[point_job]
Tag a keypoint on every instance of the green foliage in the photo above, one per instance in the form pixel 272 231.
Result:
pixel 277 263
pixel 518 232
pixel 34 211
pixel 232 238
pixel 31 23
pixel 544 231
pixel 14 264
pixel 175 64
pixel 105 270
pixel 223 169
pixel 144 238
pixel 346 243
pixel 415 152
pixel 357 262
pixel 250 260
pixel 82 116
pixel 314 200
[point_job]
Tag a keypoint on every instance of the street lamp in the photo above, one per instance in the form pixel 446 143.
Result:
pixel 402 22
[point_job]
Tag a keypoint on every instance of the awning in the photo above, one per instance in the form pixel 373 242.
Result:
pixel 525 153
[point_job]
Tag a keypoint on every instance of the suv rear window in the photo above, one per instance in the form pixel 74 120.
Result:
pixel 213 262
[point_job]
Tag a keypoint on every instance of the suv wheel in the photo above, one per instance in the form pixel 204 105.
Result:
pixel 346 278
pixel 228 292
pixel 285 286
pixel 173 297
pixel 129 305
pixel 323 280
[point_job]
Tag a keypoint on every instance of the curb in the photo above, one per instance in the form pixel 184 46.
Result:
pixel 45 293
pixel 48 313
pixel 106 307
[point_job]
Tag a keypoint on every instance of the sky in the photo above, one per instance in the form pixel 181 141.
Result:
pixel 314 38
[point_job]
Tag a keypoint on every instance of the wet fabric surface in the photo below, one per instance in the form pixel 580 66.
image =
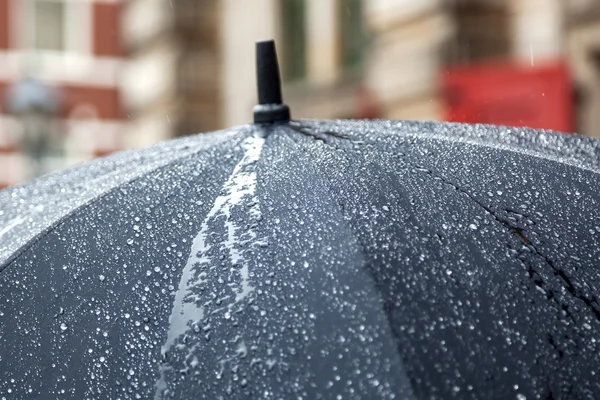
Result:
pixel 312 260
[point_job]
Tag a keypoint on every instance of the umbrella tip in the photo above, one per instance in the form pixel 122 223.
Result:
pixel 270 106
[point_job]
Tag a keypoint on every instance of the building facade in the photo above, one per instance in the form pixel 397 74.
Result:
pixel 59 84
pixel 191 64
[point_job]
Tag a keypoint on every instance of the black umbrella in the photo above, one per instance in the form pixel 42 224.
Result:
pixel 289 259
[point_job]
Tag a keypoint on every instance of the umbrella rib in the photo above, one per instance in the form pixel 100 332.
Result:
pixel 566 281
pixel 15 255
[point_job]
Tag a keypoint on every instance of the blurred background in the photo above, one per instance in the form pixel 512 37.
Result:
pixel 83 78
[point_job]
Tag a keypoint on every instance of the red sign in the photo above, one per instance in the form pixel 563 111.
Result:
pixel 510 94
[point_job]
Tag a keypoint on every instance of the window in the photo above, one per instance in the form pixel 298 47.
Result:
pixel 352 34
pixel 49 25
pixel 293 30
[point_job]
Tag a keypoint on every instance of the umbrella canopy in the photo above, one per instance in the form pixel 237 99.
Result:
pixel 289 259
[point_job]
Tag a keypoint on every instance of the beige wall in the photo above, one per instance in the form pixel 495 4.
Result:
pixel 239 72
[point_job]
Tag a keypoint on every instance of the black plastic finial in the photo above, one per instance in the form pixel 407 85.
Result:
pixel 270 107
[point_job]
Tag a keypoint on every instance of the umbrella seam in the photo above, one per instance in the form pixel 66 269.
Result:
pixel 30 243
pixel 566 281
pixel 368 267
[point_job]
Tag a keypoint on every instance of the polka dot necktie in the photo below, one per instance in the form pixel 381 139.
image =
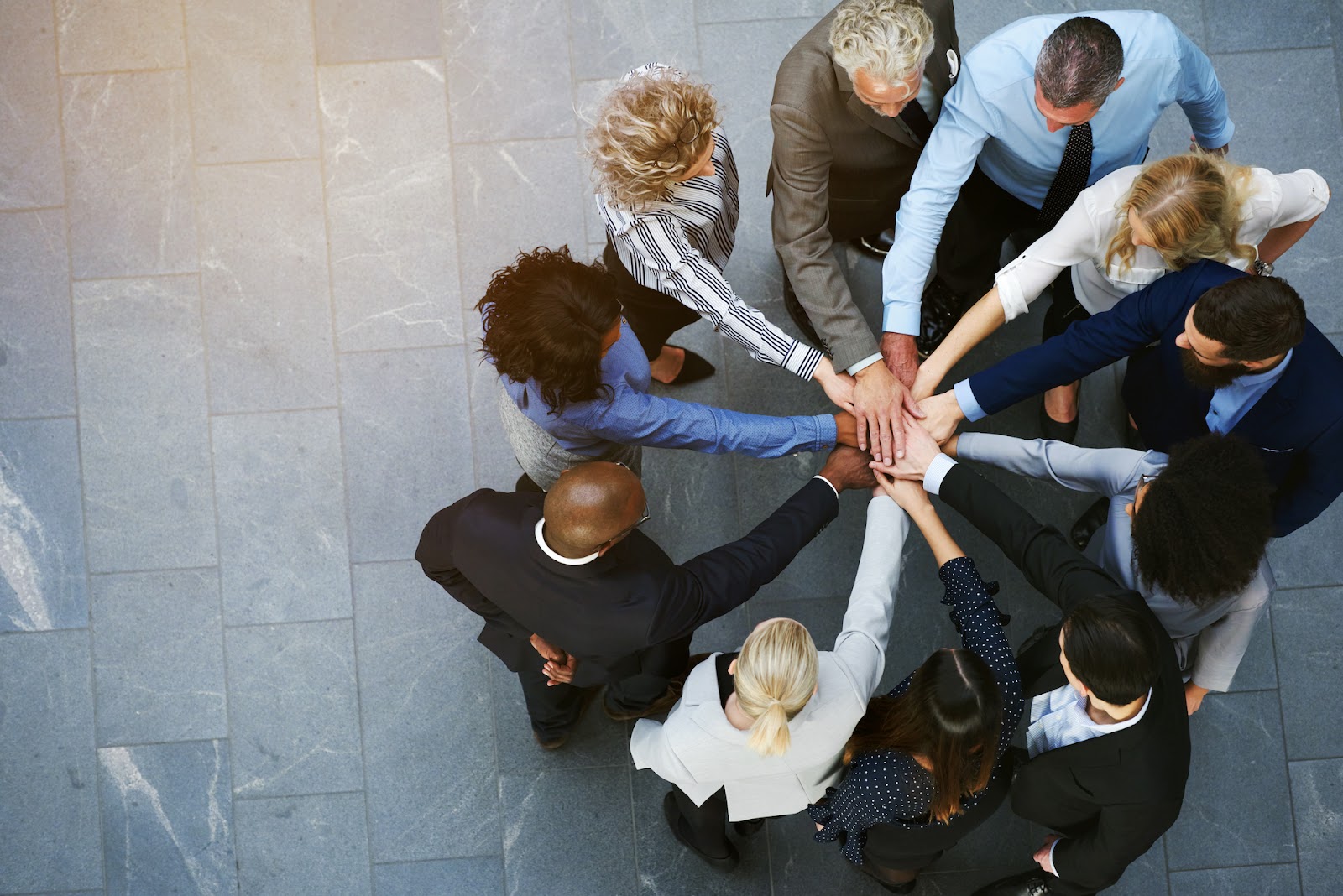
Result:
pixel 1071 179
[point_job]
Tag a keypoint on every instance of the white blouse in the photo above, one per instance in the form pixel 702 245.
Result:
pixel 1083 235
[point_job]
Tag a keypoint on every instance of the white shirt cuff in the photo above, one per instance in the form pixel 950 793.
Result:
pixel 938 470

☆ ☆ ☆ ☆ ☆

**Petunjuk Pengerjaan**
Salin ulang seluruh baris di atas tanpa mengubah apa pun, tetapi tolong jangan sertakan gambarnya.

**Hasil Tugas**
[point_job]
Tag a keypoint on every instance of the green foliage in the photo above, one per instance in the form pixel 272 231.
Result:
pixel 277 263
pixel 518 232
pixel 34 211
pixel 232 238
pixel 31 23
pixel 544 231
pixel 14 264
pixel 175 64
pixel 105 270
pixel 223 169
pixel 144 238
pixel 346 243
pixel 415 152
pixel 357 262
pixel 250 260
pixel 82 116
pixel 314 200
[point_job]
Tag a keypoint on every instance of the street lamp in the photo above, one per instance in the form pixel 446 143.
Result:
pixel 402 22
[point_job]
Tag a keypoint on every instance of the awning in the photo above, one per instance in the form pixel 373 242.
Result:
pixel 525 153
[point_job]
Tag a keypoint on every instance of the suv rear window in the photo above, one per instance in the form pixel 74 120.
Result:
pixel 213 262
[point_job]
Tag a keypoint on every instance of the suv wheel in the photo above, one per instance in the form pixel 204 105.
Result:
pixel 346 278
pixel 228 292
pixel 285 286
pixel 173 297
pixel 129 305
pixel 323 280
[point_job]
Tag a keypoint on every instance of the curb in the photo above, one per instance in the form pixel 184 46.
Result:
pixel 45 293
pixel 48 313
pixel 106 307
[point_job]
Tag a keypoint on every instance of the sky in the photo above, one per instance in the form pixel 181 141.
Result:
pixel 314 38
[point_job]
Tag a keypoint on every instance of the wet fabric surface in the photo below, one per instance in the form pixel 580 66.
image =
Result:
pixel 312 260
[point_job]
Tag a keypoint on every instance of the umbrella tip in the photo above, one per instance in the form pixel 122 223.
Result:
pixel 270 106
[point_job]
Tag a keypoint on every instance of the building facade in the photo above, one per instance in the form pixel 397 74.
Result:
pixel 59 84
pixel 191 64
[point_job]
Tag a keypoint on every instance of the black umbrella in the photo above, one per instance in the form pixel 42 224.
Result:
pixel 289 259
[point_job]
Tag a keypoint on every instance of the umbrella rib in the photo above, one per instance in the form pixel 100 332.
Result:
pixel 566 281
pixel 15 255
[point_job]
Tag a keypoint on every instance of the blurred background in the photo above, one per instance in the form pixel 512 37.
Result:
pixel 83 78
[point_job]
Tag a keypoint on every instance of the red sign in the photo above, one per instance in the form pixel 563 111.
Result:
pixel 510 94
[point_job]
Tag a keypoint on every instance of the window in the photo above, one per instance in the form pixel 298 47.
Result:
pixel 352 34
pixel 49 25
pixel 293 30
[point_job]
Tag a keypoint on every instance of the umbrella canopy in the photo above, one per instance in the form pixel 237 99.
Result:
pixel 289 259
[point_job]
Tag a keypoint on every instance of the beige wall in the photo above, one per instance in the form pixel 495 4.
Result:
pixel 239 72
[point_job]
Tag a keypoint on every instance of the black plastic finial in the photo above, one per instance in the form pixel 407 85.
Result:
pixel 270 107
[point_job]
Tag a keypoint on every instance of the umbrella seam in the photo above, one per instance in the form pixel 66 269.
Result:
pixel 30 243
pixel 566 281
pixel 368 267
[point_job]
Tag a keypoint on every instance of the polka dot necktie in the photo below, one per instance in the form pixel 381 139.
image =
Result:
pixel 1071 179
[point_job]
Tag a keypoint on every instance of the white blouse in the photo above, one per instance in the form pixel 702 245.
Result:
pixel 1083 235
[point_job]
Tag a keypoint on every instance of the white shirt cuff in the photo above, one per instance in the form pixel 950 793.
Result:
pixel 938 470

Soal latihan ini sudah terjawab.